Swap "drop" for "place" everywhere in the records below and change nothing else.

━━━━━━

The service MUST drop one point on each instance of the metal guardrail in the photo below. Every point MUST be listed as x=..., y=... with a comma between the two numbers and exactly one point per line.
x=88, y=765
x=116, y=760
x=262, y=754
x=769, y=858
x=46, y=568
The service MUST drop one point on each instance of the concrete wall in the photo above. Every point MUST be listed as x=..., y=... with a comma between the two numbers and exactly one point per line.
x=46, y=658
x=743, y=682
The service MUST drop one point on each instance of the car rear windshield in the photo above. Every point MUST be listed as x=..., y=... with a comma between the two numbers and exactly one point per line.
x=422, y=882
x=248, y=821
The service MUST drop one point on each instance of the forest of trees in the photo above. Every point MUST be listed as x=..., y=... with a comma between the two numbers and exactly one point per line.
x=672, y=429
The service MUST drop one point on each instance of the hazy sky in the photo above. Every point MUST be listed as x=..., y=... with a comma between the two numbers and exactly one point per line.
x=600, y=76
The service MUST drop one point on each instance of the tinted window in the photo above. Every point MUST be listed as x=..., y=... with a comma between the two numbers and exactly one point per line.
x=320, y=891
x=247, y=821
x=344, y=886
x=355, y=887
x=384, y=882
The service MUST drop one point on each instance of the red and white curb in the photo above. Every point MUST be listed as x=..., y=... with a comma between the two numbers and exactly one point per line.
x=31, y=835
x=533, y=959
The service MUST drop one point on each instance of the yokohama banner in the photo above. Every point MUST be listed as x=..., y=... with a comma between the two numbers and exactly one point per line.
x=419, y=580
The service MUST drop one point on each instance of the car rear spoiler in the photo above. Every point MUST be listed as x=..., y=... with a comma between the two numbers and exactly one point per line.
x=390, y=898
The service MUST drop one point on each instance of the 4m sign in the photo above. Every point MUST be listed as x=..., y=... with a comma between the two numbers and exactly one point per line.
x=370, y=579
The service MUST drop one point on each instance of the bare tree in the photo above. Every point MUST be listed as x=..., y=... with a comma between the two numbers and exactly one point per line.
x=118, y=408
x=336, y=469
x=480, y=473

━━━━━━

[SOLUTION]:
The service MUST place one point on each instance of the metal guardrail in the photo below. Every point MUST be listed as x=..., y=... with a comma between the two numbers and exactly one point per line.
x=88, y=765
x=116, y=760
x=262, y=754
x=769, y=858
x=46, y=568
The service MUST place one point on each instance of the concrete wall in the photo above. Every point MUST be listed as x=..., y=... with a comma between the two numbers and exactly one point per line.
x=46, y=658
x=743, y=682
The service MUST place one point on each instance of the car rear windshield in the photo above. Every point MUST be listed as x=..., y=... with a comma between the two numbers and exactly one point per line.
x=422, y=882
x=248, y=821
The service MUST place one point on each instance of the forest of trees in the photo above. Every point MUST be listed as x=..., y=... with a comma between the two numbers and exactly one point per line.
x=672, y=429
The service MUST place one point on each instance of the hazy sky in the photo above. Every point MUST be listed as x=..., y=... with a comma between the two numbers and exactly one point per line.
x=600, y=76
The service MUST place one point on each instance of the tinted window in the photo above. Every point MUST be listed as x=..., y=... with a comma between the two numbers and exactly one point per line.
x=320, y=891
x=247, y=821
x=344, y=886
x=355, y=887
x=384, y=882
The service MUST place one point on each instance of the red and white curb in the photo above. Every point MUST be listed as x=..., y=... with a comma between the two numbers and exactly one point per line.
x=31, y=835
x=533, y=959
The service MUST place one point on each instance of the yokohama banner in the photo above. Every point MUST be listed as x=..., y=... with a comma between the two numbers and exactly one point per line.
x=419, y=580
The service MUST place one point on each instance of the car rear spoiler in the photo above. Every point MUST be listed as x=..., y=... with a comma between the two numbers and exactly one point per line.
x=390, y=898
The service MUST place one point on each instance of the 4m sign in the photo above. Every point MUST be listed as x=..., y=... with a comma between the two numbers and exactly one point per line.
x=370, y=579
The service MUST place one point on each instance of the bare tree in the photo above. Every point MUST be listed as x=..., y=... with a comma between the two numbers and exactly one point per line.
x=118, y=408
x=336, y=469
x=480, y=473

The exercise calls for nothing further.